### EXERCISE OBJECTIVE
Shift the answer coordinates by adding -73 to each number, and reproduce the items below starting with the line that contains "Where can the flat" and going on through the last item. Include every request and sample line unchanged. Give only those lines.

### RECORDS FOR THIS TASK
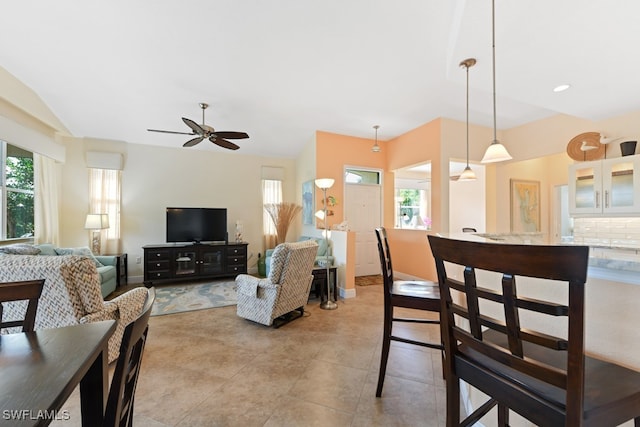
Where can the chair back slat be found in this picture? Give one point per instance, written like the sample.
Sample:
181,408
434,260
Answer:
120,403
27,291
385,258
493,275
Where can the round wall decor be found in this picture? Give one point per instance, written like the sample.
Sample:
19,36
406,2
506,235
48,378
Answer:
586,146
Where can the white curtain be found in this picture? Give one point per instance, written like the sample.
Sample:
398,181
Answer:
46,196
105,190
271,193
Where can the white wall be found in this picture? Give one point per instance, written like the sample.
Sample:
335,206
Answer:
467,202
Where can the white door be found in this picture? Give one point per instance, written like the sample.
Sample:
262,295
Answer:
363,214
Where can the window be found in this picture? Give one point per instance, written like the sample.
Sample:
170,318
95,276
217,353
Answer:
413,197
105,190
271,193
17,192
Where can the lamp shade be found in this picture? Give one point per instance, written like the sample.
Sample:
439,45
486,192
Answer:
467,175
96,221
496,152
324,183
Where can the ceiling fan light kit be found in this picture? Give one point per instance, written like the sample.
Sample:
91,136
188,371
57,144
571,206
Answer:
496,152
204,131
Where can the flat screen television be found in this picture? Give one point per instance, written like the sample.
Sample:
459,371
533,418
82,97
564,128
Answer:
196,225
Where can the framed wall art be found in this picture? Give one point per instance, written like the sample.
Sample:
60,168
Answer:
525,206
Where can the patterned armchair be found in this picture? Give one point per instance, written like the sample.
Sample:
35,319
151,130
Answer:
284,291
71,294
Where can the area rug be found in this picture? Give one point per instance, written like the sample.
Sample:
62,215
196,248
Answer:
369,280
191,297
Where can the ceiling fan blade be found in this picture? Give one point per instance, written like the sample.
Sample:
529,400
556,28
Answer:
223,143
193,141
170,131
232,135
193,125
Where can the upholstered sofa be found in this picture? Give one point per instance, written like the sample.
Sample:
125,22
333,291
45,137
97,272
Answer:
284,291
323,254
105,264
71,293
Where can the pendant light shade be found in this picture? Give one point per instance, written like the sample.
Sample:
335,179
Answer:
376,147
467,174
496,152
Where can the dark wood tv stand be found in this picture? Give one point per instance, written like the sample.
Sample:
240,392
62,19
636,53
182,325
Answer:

### WRITTEN REPLY
Where can the flat screen television be found in this picture? Give one point per instance, written like the sample.
Sample:
459,371
533,418
82,97
564,128
Answer:
123,152
Where can the framed wall art be found in this picture? Give one point per instance, written like the sample.
Sample:
60,168
Answer:
452,133
Where can the patterned armchair be found in this picture? Give one point per instance, written like the sample.
Sample:
35,319
151,130
Answer:
211,218
-2,221
Where can the area rug be found in this picture? Give one point per instance, written like the sample.
Sample:
62,215
196,248
Answer:
296,207
118,224
Where can the ceiling fan blade be found in this picture? Give one point per instance, written like the sample.
Sample:
529,400
556,28
Answer:
150,70
120,68
97,58
159,62
120,52
Where can the upholstered sofa be found in this picture? Give one point per instance, written like the sample.
Sample:
125,22
333,291
45,137
97,272
Answer:
211,218
250,181
32,191
-2,220
Where can the pendant light shade be found in this picture? Give one point per instance, written like the sample.
Sample:
335,179
Answer:
303,74
394,101
423,79
Where can the dark wood tv stand be found in this picture? Give one point per instance, written like the sample.
Sample:
240,392
62,19
636,53
182,325
Answer:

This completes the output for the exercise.